◆ AIM
Could you copy the records below verbatim, from the line containing "Task: confirm every instance of the wooden stage" through the line containing "[[169, 101], [223, 75]]", with both of those lines included?

[Dataset items]
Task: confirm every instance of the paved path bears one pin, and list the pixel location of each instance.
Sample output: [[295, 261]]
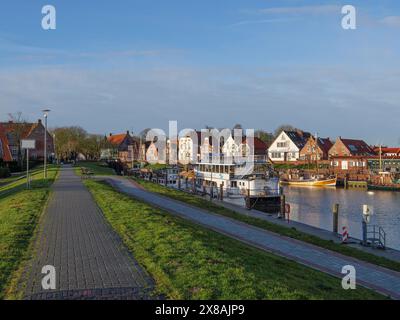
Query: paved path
[[378, 278], [90, 260]]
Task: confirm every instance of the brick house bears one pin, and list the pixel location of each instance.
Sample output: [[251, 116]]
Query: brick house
[[350, 156], [12, 133], [122, 147], [350, 148], [287, 146], [316, 149], [387, 152]]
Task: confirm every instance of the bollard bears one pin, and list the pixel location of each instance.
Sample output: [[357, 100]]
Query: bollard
[[335, 212], [283, 206]]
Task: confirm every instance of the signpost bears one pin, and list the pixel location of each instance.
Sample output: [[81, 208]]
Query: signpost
[[367, 212], [27, 145]]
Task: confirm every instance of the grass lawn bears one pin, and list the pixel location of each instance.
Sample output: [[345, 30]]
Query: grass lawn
[[190, 262], [289, 232], [20, 210], [98, 168]]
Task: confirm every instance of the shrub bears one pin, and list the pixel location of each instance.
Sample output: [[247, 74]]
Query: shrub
[[5, 173]]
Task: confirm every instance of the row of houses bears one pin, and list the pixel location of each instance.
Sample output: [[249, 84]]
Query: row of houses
[[11, 134], [289, 146], [343, 155], [191, 148]]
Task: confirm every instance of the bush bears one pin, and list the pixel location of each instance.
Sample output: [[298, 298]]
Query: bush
[[5, 173]]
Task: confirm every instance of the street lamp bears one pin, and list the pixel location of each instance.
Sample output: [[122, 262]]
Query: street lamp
[[46, 113]]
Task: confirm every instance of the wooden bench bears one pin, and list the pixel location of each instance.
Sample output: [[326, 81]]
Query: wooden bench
[[86, 173]]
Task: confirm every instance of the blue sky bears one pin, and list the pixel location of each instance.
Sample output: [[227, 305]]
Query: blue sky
[[124, 64]]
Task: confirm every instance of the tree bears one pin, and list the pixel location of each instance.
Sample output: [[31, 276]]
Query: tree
[[264, 136], [17, 133]]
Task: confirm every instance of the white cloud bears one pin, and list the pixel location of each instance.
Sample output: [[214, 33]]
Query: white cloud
[[391, 21], [332, 101], [316, 10]]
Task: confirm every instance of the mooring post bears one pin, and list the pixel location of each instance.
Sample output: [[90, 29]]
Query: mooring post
[[364, 230], [283, 206], [335, 212]]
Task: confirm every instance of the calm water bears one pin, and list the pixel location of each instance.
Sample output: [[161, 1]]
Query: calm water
[[313, 206]]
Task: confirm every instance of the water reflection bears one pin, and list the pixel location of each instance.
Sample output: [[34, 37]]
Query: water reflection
[[313, 206]]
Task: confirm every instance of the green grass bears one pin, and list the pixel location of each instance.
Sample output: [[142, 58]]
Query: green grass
[[289, 232], [190, 262], [20, 210], [98, 168]]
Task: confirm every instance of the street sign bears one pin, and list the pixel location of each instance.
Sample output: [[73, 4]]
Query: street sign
[[28, 144]]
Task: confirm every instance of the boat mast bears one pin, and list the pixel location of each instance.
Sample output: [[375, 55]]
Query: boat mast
[[316, 152]]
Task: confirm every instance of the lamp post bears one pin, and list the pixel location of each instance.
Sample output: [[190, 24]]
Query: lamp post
[[46, 113]]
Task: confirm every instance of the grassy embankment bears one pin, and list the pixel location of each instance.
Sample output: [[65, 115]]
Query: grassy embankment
[[190, 262], [20, 211], [286, 231], [98, 168]]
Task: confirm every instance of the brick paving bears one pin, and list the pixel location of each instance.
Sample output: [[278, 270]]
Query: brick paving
[[90, 260], [369, 275]]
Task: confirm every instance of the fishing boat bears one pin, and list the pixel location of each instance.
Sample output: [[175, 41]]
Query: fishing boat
[[301, 179], [317, 181], [235, 180]]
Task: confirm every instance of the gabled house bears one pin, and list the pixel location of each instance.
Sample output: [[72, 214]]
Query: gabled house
[[188, 149], [316, 149], [122, 147], [387, 152], [12, 133], [350, 148], [350, 156], [287, 146], [5, 154], [152, 155]]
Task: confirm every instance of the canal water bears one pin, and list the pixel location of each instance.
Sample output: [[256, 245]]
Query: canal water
[[313, 206]]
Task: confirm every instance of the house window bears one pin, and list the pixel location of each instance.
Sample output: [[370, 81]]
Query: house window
[[14, 152]]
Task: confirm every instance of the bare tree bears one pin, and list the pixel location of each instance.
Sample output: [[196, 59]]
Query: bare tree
[[17, 132]]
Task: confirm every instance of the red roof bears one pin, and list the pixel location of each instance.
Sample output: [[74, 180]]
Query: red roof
[[325, 144], [358, 147], [388, 150], [258, 144], [5, 150], [116, 139]]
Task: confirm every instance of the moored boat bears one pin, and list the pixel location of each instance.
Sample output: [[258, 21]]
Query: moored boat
[[310, 182]]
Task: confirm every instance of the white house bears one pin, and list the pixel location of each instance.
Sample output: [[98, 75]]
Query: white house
[[287, 146]]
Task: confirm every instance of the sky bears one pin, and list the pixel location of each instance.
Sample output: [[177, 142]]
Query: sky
[[112, 66]]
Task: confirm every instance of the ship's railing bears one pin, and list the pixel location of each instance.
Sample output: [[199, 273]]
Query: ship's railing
[[377, 236], [221, 159]]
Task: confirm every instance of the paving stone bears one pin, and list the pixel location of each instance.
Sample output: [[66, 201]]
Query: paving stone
[[85, 251]]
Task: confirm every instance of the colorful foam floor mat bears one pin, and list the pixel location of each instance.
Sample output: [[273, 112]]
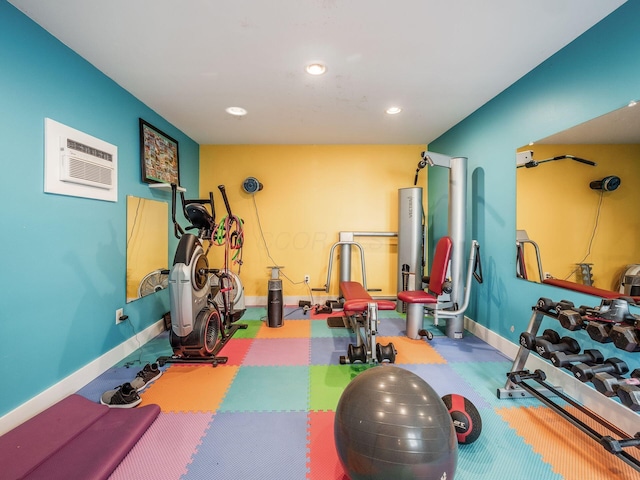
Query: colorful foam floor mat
[[268, 413]]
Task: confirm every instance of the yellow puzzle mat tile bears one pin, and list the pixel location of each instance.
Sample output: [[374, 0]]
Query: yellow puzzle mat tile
[[412, 351], [190, 388], [570, 452], [289, 329]]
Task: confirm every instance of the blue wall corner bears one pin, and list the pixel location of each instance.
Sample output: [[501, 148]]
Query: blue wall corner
[[65, 257], [595, 74]]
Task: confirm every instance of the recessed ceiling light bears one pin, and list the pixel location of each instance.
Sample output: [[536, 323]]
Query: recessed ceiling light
[[237, 111], [316, 68]]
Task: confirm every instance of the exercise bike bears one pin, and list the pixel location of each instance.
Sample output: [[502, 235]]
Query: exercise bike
[[203, 312]]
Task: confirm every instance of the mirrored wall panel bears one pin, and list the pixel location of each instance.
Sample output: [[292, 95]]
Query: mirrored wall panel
[[147, 246], [578, 194]]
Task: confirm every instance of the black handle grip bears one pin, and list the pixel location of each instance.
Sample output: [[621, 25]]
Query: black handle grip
[[226, 200]]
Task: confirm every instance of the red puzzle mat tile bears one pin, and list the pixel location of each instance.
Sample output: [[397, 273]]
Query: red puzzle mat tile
[[323, 461]]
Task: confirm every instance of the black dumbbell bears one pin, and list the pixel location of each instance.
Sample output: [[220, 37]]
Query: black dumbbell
[[562, 359], [546, 305], [599, 331], [629, 395], [566, 344], [528, 340], [584, 372], [608, 384], [615, 446], [570, 319], [625, 337]]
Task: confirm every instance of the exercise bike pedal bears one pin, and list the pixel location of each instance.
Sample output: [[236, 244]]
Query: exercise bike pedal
[[425, 333]]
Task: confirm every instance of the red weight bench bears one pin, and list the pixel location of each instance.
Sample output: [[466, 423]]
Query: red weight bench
[[360, 314], [437, 295]]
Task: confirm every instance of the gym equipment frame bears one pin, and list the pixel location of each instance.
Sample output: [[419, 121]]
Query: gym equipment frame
[[457, 167], [200, 328]]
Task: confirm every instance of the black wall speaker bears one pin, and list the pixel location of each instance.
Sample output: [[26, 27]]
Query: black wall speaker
[[608, 184], [251, 185]]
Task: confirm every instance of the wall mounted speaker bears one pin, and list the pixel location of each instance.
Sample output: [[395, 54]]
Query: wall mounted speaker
[[608, 184], [251, 185]]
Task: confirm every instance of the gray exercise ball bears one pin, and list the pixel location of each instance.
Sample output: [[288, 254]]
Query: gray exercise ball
[[390, 424]]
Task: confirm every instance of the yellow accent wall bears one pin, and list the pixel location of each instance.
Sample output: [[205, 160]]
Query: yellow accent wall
[[310, 194], [147, 240], [559, 211]]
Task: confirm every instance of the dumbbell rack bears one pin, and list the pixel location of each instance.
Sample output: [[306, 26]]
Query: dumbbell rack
[[511, 389], [518, 386]]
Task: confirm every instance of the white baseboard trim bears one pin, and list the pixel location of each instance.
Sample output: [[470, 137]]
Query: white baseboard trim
[[77, 379], [605, 407]]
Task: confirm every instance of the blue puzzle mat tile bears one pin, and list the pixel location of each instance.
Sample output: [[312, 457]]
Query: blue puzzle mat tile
[[327, 351], [276, 444], [467, 349], [444, 380], [273, 389], [390, 327], [488, 378]]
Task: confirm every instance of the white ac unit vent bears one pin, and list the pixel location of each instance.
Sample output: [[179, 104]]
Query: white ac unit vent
[[78, 164], [86, 165]]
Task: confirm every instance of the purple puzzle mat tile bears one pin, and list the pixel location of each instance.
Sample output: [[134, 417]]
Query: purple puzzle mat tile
[[268, 389], [327, 351], [278, 351], [166, 448], [467, 349], [444, 380], [276, 443]]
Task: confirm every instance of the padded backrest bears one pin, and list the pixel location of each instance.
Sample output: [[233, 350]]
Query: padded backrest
[[441, 259]]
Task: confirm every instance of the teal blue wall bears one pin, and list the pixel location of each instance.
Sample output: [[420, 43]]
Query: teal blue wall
[[64, 258], [597, 73]]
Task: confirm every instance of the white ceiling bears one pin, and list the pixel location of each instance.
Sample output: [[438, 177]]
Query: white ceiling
[[437, 59]]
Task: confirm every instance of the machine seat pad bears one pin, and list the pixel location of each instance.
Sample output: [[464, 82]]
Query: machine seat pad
[[357, 298], [417, 296]]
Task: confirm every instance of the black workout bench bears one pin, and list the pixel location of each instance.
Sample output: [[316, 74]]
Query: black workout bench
[[360, 314]]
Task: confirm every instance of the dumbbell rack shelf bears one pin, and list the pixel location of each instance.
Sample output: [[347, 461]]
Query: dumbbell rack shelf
[[511, 389], [518, 386], [613, 446]]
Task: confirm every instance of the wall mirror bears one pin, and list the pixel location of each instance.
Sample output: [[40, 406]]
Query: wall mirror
[[578, 194], [147, 246]]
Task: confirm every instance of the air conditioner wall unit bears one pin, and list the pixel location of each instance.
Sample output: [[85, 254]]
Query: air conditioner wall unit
[[78, 164]]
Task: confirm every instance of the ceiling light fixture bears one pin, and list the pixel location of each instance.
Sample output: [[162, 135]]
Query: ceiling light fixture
[[316, 68], [237, 111]]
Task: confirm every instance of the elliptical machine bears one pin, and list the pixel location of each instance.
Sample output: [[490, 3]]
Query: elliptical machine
[[202, 314]]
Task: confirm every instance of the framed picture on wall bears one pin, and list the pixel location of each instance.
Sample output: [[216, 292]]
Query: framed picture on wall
[[158, 155]]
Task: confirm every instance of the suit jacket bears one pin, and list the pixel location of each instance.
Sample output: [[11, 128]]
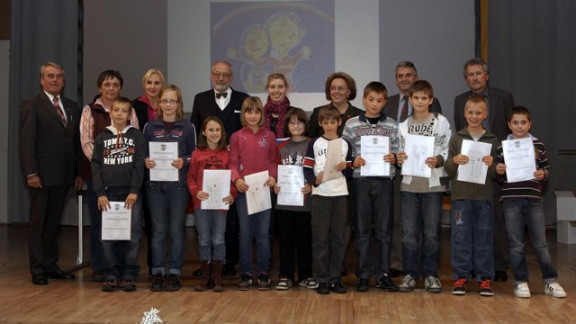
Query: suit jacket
[[391, 107], [47, 147], [499, 104], [205, 105]]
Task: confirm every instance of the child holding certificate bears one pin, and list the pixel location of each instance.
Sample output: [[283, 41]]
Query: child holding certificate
[[472, 218], [171, 139], [118, 171], [327, 164], [522, 206], [253, 150], [373, 190], [210, 154], [422, 197], [292, 220]]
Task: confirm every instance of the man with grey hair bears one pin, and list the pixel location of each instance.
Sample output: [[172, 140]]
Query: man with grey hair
[[399, 108], [49, 147], [499, 102]]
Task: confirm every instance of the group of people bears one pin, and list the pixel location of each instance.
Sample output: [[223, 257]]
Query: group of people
[[345, 188]]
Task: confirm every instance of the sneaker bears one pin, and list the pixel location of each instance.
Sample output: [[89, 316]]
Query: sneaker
[[459, 287], [521, 290], [408, 284], [363, 285], [110, 285], [486, 288], [323, 288], [386, 283], [284, 284], [309, 283], [432, 284], [128, 285], [338, 287], [245, 281], [555, 290], [158, 282], [263, 281], [173, 282]]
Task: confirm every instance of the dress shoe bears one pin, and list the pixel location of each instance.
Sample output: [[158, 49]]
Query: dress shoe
[[60, 274], [500, 276], [39, 280], [395, 273]]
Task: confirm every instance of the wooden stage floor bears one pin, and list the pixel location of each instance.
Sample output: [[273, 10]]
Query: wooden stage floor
[[82, 301]]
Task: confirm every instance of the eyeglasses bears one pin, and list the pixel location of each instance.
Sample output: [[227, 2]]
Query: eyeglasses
[[169, 101], [223, 75]]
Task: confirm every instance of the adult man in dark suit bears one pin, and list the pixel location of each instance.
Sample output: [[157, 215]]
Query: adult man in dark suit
[[49, 155], [399, 108], [226, 104], [499, 104]]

◆ WORKED ANSWER
Task: confirm every instance of the wooden stage floor bears one pin, and list the pixel location of each instance.
Sample output: [[273, 10]]
Query: wooden stage floor
[[82, 301]]
Task: confirm every instance of the eyeglasses bears one pin, and list the pixel location of each instance.
Sample output: [[227, 2]]
Query: eyeglasses
[[169, 101], [223, 75]]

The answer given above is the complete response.